§ **REQUIREMENT**: When you reach the line with "target | contrail" in the listing below, transcribe it and each line after it up to and including the line with "target | girl in pink shirt", exactly and with nothing else.

** PROVIDED DATA follows **

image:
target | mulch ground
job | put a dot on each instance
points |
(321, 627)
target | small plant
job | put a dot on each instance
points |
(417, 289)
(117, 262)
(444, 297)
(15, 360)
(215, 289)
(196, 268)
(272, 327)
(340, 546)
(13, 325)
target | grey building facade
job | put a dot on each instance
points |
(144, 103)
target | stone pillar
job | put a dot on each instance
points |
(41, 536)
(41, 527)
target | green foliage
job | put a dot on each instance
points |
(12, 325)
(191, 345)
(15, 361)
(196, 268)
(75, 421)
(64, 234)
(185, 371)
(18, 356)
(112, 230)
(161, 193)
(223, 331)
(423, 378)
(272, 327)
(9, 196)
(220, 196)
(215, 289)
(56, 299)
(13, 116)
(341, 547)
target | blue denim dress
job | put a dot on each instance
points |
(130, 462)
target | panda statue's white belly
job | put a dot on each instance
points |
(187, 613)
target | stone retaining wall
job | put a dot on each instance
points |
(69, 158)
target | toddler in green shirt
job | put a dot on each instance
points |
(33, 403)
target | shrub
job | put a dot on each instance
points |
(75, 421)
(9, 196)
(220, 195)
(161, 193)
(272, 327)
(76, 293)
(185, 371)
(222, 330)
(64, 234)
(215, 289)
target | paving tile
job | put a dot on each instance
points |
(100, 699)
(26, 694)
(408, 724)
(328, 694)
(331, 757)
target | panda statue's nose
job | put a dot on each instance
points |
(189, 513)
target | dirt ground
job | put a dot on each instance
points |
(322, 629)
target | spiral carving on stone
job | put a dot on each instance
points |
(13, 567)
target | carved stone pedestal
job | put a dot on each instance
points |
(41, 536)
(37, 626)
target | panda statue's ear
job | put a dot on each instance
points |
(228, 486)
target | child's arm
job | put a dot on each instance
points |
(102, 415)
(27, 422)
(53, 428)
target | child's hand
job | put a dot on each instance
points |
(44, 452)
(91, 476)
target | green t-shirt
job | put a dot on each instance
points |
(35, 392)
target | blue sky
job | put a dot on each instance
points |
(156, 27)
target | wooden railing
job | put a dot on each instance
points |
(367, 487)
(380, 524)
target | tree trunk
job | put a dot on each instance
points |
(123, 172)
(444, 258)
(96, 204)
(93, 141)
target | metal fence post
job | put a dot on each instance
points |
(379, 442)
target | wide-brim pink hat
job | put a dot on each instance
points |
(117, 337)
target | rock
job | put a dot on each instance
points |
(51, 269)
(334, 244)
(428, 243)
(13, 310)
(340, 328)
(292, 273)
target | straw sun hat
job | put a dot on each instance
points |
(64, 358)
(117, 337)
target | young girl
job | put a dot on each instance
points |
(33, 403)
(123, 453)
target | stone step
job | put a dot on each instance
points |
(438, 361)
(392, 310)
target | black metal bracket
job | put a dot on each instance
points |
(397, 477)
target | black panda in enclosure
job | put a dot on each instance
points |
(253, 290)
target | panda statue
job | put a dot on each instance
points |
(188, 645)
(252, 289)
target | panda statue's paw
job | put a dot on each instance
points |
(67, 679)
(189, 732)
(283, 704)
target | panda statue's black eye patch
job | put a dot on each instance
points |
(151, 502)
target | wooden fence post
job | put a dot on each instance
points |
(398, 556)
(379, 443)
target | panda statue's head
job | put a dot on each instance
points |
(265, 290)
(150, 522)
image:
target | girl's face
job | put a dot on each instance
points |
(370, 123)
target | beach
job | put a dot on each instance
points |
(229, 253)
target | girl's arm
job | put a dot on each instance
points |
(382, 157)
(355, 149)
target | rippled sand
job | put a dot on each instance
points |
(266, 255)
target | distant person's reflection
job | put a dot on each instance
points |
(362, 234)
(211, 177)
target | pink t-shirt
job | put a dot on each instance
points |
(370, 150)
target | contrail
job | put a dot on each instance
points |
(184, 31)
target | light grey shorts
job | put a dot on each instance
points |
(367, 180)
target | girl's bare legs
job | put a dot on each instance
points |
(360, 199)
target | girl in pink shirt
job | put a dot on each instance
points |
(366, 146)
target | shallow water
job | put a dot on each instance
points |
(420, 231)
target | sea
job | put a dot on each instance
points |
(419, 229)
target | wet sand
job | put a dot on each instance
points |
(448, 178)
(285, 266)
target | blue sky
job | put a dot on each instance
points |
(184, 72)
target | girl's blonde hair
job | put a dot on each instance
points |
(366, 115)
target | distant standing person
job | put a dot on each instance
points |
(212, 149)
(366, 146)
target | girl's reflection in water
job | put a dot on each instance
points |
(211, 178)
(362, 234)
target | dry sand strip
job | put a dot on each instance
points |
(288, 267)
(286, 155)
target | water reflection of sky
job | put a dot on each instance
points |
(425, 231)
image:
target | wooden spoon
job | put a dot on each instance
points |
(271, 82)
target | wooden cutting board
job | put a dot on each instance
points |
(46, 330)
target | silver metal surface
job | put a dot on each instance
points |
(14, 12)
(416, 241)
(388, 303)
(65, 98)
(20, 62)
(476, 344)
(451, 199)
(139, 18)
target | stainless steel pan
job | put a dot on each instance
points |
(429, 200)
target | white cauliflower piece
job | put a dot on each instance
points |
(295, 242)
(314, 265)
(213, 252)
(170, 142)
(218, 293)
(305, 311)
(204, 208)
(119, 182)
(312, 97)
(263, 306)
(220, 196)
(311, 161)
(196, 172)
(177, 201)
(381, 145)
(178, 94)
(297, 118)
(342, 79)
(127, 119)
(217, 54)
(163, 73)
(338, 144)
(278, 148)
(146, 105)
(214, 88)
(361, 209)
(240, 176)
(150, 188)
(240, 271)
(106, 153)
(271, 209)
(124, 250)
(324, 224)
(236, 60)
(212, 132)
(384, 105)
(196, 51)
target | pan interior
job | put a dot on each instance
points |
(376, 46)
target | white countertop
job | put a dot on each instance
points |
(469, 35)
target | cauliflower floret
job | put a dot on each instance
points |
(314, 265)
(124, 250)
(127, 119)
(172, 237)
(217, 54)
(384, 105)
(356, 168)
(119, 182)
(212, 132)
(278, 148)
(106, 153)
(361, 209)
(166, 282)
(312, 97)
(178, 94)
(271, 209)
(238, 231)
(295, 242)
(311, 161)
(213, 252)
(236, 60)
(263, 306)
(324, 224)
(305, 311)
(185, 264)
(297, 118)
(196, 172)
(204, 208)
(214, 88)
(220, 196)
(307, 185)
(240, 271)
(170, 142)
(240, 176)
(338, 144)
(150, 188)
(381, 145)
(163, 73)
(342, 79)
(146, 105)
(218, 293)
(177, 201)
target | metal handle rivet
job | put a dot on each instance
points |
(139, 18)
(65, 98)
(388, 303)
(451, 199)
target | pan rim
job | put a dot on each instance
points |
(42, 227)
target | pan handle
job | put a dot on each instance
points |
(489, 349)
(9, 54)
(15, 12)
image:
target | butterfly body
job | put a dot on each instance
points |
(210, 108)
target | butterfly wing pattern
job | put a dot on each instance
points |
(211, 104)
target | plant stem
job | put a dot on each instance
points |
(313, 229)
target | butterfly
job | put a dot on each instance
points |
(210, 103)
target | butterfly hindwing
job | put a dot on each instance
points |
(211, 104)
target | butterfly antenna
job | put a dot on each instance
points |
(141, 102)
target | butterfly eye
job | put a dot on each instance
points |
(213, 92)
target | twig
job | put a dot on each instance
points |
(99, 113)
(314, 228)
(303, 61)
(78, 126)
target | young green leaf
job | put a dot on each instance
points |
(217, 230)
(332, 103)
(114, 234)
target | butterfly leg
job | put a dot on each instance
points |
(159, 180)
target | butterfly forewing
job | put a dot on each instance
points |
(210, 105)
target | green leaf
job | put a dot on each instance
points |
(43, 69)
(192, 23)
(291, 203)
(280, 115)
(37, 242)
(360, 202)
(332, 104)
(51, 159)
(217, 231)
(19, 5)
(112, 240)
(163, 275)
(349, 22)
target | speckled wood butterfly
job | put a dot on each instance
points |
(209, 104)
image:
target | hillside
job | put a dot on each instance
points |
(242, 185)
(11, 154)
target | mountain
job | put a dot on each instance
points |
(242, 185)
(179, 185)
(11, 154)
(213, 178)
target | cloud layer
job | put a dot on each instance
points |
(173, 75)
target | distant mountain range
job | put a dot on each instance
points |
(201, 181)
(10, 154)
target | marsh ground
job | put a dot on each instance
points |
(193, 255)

** End of PROVIDED DATA **

§ **RESPONSE BELOW**:
target | contrail
job | put a dot on each instance
points |
(184, 31)
target | light grey shorts
job | put a dot on each instance
points |
(367, 180)
target | girl's bare legs
job | put a dot on each instance
points |
(360, 199)
target | girl in pink shirt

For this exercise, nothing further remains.